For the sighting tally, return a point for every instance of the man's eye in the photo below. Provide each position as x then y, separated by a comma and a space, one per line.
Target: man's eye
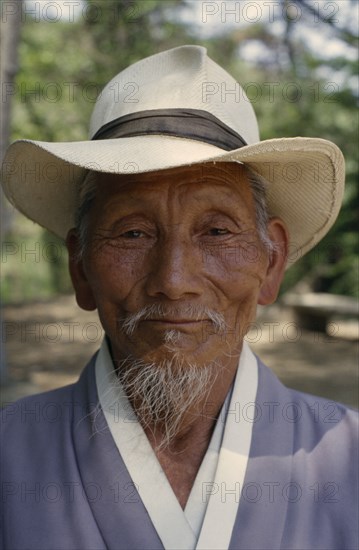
215, 231
133, 234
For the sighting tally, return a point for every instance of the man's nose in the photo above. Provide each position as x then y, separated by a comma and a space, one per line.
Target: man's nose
175, 270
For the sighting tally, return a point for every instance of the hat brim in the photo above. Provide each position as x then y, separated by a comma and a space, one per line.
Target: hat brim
305, 176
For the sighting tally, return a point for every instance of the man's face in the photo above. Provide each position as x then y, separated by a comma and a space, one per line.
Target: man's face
185, 240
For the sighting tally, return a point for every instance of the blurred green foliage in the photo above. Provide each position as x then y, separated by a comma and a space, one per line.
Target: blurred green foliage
63, 67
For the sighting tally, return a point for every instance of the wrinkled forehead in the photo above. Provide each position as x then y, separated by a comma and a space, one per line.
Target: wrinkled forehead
230, 177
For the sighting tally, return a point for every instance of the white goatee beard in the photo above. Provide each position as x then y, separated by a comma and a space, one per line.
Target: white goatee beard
163, 393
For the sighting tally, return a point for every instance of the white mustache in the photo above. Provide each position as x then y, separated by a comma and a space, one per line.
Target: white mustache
130, 323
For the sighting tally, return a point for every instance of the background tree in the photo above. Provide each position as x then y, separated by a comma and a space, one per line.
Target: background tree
298, 90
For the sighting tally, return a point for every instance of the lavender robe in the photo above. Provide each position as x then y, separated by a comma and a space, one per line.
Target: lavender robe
65, 486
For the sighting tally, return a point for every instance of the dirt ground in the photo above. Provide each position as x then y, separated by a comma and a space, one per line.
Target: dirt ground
47, 344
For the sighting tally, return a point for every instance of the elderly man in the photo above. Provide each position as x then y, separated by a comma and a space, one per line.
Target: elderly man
178, 222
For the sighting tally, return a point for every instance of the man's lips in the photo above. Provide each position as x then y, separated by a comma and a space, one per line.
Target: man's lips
171, 321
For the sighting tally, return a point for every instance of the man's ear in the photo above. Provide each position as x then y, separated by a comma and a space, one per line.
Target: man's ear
278, 234
83, 290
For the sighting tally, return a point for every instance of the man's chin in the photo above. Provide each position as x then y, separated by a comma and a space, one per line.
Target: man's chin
166, 394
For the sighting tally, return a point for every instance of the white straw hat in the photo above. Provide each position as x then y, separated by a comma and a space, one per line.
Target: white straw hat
178, 108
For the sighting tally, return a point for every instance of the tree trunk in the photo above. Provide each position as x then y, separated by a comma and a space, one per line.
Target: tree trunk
10, 26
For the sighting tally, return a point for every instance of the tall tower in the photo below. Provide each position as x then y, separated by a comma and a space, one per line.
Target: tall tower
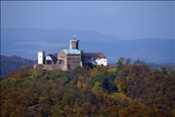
41, 55
74, 43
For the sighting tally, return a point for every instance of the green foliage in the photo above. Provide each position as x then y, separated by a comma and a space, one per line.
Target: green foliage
134, 90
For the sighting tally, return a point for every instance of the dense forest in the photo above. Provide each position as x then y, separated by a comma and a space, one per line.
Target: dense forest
14, 63
92, 91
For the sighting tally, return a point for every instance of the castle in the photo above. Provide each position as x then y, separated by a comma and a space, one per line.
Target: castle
69, 59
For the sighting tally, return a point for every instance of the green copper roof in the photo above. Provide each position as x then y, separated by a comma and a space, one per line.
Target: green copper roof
72, 51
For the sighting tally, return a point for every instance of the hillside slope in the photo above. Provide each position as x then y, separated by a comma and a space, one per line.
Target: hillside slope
13, 63
121, 91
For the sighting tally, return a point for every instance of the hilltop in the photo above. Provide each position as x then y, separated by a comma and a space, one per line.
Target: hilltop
123, 90
25, 43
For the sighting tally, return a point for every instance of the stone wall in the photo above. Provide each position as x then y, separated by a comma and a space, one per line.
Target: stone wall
51, 67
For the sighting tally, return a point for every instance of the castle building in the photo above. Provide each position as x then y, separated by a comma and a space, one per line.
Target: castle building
69, 59
74, 43
41, 55
95, 58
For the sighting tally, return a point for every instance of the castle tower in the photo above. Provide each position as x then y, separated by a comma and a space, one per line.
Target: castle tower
41, 55
74, 43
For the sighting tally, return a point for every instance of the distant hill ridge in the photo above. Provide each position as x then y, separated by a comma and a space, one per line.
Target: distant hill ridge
26, 43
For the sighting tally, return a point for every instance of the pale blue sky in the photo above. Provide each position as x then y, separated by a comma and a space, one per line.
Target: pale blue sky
125, 20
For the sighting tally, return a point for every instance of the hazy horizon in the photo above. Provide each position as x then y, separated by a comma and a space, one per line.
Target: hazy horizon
124, 20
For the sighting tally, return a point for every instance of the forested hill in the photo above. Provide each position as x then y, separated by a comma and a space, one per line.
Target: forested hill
13, 63
99, 91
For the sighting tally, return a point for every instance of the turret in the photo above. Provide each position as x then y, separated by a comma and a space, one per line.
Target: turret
74, 43
41, 55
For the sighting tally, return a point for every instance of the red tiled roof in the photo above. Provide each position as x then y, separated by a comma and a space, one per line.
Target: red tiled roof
94, 55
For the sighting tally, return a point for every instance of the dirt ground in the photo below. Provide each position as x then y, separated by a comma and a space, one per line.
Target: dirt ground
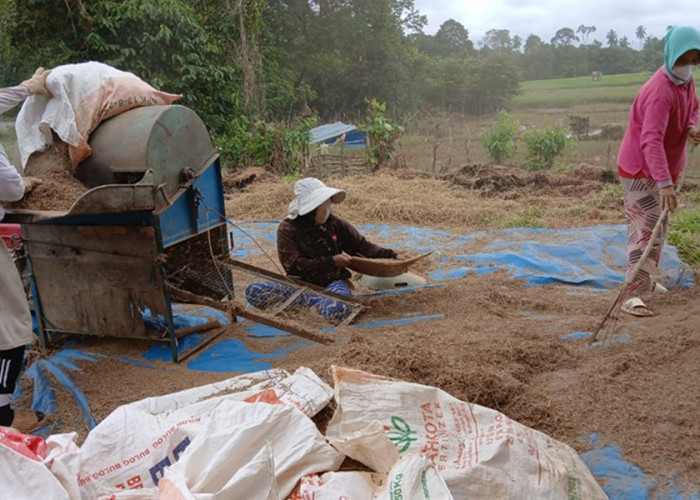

AIM OF THE EXERCISE: Return every record above exactly as written, but drop the pictures.

COMPLETED EXERCISE:
For the sighting tally, return a point for every instance of the man's eye in the photo below. Provide each position as x then y, separated by a comma and a space, one per line.
Target: man's eye
215, 231
133, 234
For the sighting tally, return a point for every instance of the man's nose in the photo above. Provide each position as x then y, separated by a comma and a space, one per line.
Target: man's nose
175, 270
For the sighting tally, return a point for every instance of the hat brim in the photo above. Provide each position as x then y, separated by a comma and a space, one per line.
Target: hat brim
305, 176
For the sighting tally, return a point for every instance of the man's face in the photo above. Provide each position as x then y, separated by a comma and a space, one per line.
Target: man's face
185, 240
For the sighting tally, return a point for every instance of the blurred green foliage in the photo above. Provide each position as x then y, separated by a comma and a space, one per line.
Target: blurred green foliage
63, 67
For the sighting tally, return a point for every instance of the wrinkled forehead in the photo above. Provide each position as x then y, separated by a comma and a space, one per line.
Target: wrinkled forehead
230, 177
For the sighting tally, return a point for every instance of the white goatee beard in the photo above. Provide each position as x then y, separated by a comma and a space, one per line.
Target: white goatee beard
163, 393
For the sighting tally, return a point for every instance of the white mustache in the photo above. Provide each position as x then y, separated by a comma and a space, one per line.
Target: white mustache
130, 323
For the sighting tally, return a point for every instance of the background tree in the photo above. Provide each position as x then y, separated by a comma and a space, one per line.
Target: background tree
298, 90
For the sighting tally, return a point for every instance of the lavender robe in the photo above. Provide each position as x then y, separated by a comma and a space, one per line.
Target: lavender robe
65, 486
For the sighting tally, return a point for every instance of the dirt ground in the photo above. Provide each position as x then y, separated by a comma and a space, one per line.
Target: dirt ground
47, 344
For the sighting tally, return a point for every instance of the elderly man in the photo above. Provide each position as x then y, separated by a comma and a space, one per line.
Target: elderly man
178, 222
For the sighting tally, return a point for every instance of the man's lips in the photo above. Provide each position as x then y, separated by a comma and a space, one per line.
Target: man's lips
171, 321
For the sighting tally, return a point for every instance of the man's ear in the photo above. Provide each position as x then y, separated by a comma and a space, one per line.
Target: man's ear
278, 234
83, 290
For the sighting tally, return a point for every instance of the man's chin in the photo above. Provide each position as x then y, separated by a comma and a space, one per line.
Target: man's chin
166, 394
For the sighting tally, return a point for every instance of the white straw hat in the photo above. Provide each position as x then y, separated by a comma and a space, one per line.
Target: white straw hat
178, 108
For the sighting tally, return a point for every instance of the tree trunk in the photo above. Provide each position as x then y, separated by a comma and a space, one per line.
Target: tree trunk
10, 26
For the sighting tally, return a point for every instance of the tall tower in the photo below. Provide each position as x then y, separated by a comma and a space, one per line.
Target: tall tower
41, 55
74, 43
For the sighting tally, return a point for every instance of the green foliage in the photo above. Provide each position as x then y, separated by a comma and a space, one per line.
Target: green foliage
134, 90
For the sighting tally, return a point for every instance of the dense forest in the photo above. Provide each position as x then y, separated by a comma and a space, one per line.
Target: dense forest
14, 63
92, 91
For the sighting tally, return a point for every instance of the castle in the photo above. Provide each position as x then y, separated by a comma and a space, one per line.
Target: castle
69, 59
For the sighting tally, return a point for every instance of the green copper roof in the photo above. Provide each position as x then y, separated by a comma and a space, one per line.
Target: green copper roof
72, 51
For the sighting tally, return a point for every instance of the hillside slope in the photo above. Provide each position as x then y, separated by a comma and a space, one per line.
Target: hillside slope
13, 63
121, 91
For the sighting tally, return a point for every instance of the hilltop in the photo above. Provide each position as x then y, separated by a comma and a space, one per line.
Target: hilltop
123, 90
25, 43
For the sighting tally, return a point for every instance of the stone wall in the photo above. Provide each position as x then y, separated by a comma and a space, one per line.
Target: stone wall
51, 67
For the sighting tally, return a point for every instance of the castle building in the photo above. Provide each position as x then y, separated by a comma and a space, one per line.
Target: castle building
69, 59
74, 43
41, 55
95, 58
For the sighting tally, return a point for every instance of the castle tower in the photo above. Provide each position as x then y, separated by a comma and a space, one per line.
Target: castle tower
41, 55
74, 43
For the sighting tally, return a point for every instance of the distant hill ridge in the photo above. Provide each position as x then y, separated by a comma and a space, one per line.
Target: distant hill ridge
26, 43
For the sighting tally, return a point for every instance of the pale blue sky in the photo above. Provide each position as x then y, separated by a comma and a space, one per line.
Target: pale blue sky
125, 20
For the sighting tally, return a point for every instance of the hazy horizon in the photo above. Provide each position as x then y, separated by a comma and a space, one per line.
Target: hazy horizon
124, 20
For the sighting tally, return a point for every instance of the forested hill in the photo above. Provide each position as x then y, separated by a comma and a space, one per line.
Target: forested hill
13, 63
99, 91
For the sighting tally, return a point for every instance of the turret in the photo above. Provide each position as x then y, separated by a comma and a space, one per line.
Target: turret
74, 43
41, 55
For the sighting tally, return a point for every instance of the red tiled roof in the photo above. Provide each position as x then y, separated by a comma and a space, one per line.
Target: red tiled roof
94, 55
For the sighting tally, return a point for every instance of the dirt ground in the photo below. Provide each position as x then y, separated by a comma and a space, one per line.
Target: dirt ground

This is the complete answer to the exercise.